* [Extrait présenté]:
......
Clément, 7 ans, doit se faire retirer sous anesthésie générale ses diabolos dans les oreilles posés à la suite d'otites à répétition. Une intervention redoutée par le petit Parisien qui, comme sept autres enfants âgés de 4 à 10 ans, participe à un atelier pour "dédramatiser" ce passage au bloc, prévu le lendemain.
Méfiant face à l'infirmière anesthésiste qui l'accueille, Clément, la mine renfrognée, accepte finalement après quelques minutes d'échange de choisir les Playmobil qui le représenteront avec ses parents et son doudou. Des avatars qu'il dépose sur une maquette reproduisant jusque dans les moindres détails les différentes salles dans lesquelles il cheminera le lendemain, de la chambre à la salle de réveil.
......
* [Énoncé détaillé]: Recopiez mot pour mot, dans l'extrait présenté, le passage allant de « Clément, 7 ans, doit » jusqu'à « salle de réveil. » inclus.

* [Données sources]:
......
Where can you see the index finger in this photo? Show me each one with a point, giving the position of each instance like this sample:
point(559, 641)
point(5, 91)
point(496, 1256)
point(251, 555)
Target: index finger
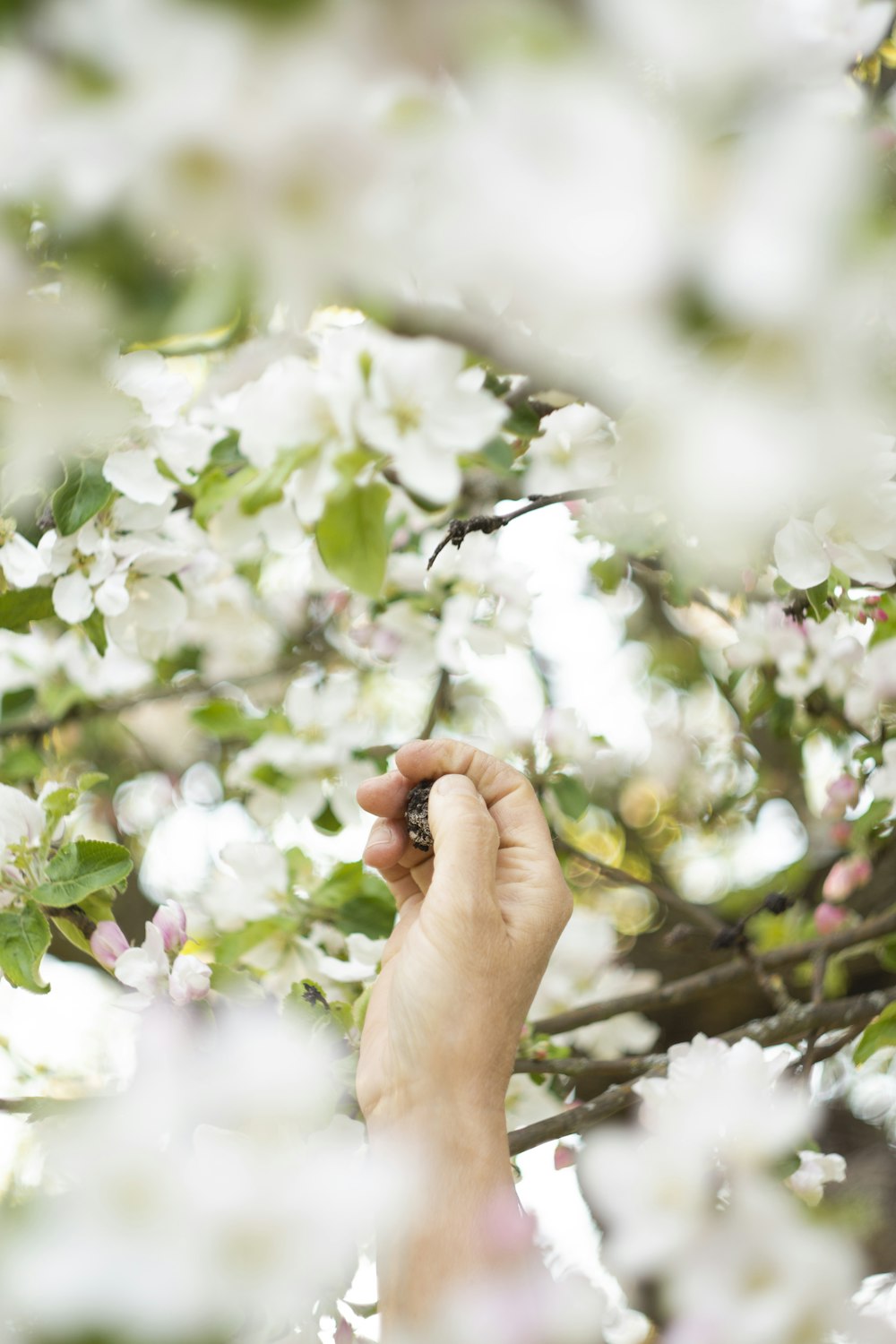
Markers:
point(508, 795)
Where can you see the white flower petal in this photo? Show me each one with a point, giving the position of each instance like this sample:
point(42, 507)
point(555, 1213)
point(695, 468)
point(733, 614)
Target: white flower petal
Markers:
point(134, 472)
point(73, 599)
point(799, 554)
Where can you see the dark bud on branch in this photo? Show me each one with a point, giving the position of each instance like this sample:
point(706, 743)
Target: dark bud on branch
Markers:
point(417, 814)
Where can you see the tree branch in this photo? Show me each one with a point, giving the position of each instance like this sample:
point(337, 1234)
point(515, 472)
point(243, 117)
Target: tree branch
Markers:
point(86, 710)
point(461, 527)
point(704, 981)
point(500, 343)
point(788, 1026)
point(699, 916)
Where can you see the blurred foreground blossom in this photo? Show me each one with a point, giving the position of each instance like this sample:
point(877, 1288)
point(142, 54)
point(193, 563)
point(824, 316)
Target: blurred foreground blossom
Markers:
point(218, 1196)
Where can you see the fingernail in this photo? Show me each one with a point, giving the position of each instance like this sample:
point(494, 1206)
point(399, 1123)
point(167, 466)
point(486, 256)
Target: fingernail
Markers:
point(382, 835)
point(454, 784)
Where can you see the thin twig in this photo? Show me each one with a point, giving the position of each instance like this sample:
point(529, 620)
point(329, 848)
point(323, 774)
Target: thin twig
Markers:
point(461, 527)
point(438, 704)
point(788, 1026)
point(88, 710)
point(665, 895)
point(704, 981)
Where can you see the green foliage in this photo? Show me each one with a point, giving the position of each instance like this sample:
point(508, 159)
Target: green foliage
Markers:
point(879, 1035)
point(268, 488)
point(24, 937)
point(352, 537)
point(96, 631)
point(225, 719)
point(571, 795)
point(81, 496)
point(231, 946)
point(81, 868)
point(22, 607)
point(215, 487)
point(358, 900)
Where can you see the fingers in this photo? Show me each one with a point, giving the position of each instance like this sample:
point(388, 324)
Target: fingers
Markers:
point(466, 844)
point(384, 795)
point(506, 793)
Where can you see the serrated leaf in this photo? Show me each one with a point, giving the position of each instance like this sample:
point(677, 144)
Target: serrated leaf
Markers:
......
* [Corrigé]:
Clément, 7 ans, doit se faire retirer sous anesthésie générale ses diabolos dans les oreilles posés à la suite d'otites à répétition. Une intervention redoutée par le petit Parisien qui, comme sept autres enfants âgés de 4 à 10 ans, participe à un atelier pour "dédramatiser" ce passage au bloc, prévu le lendemain.
Méfiant face à l'infirmière anesthésiste qui l'accueille, Clément, la mine renfrognée, accepte finalement après quelques minutes d'échange de choisir les Playmobil qui le représenteront avec ses parents et son doudou. Des avatars qu'il dépose sur une maquette reproduisant jusque dans les moindres détails les différentes salles dans lesquelles il cheminera le lendemain, de la chambre à la salle de réveil.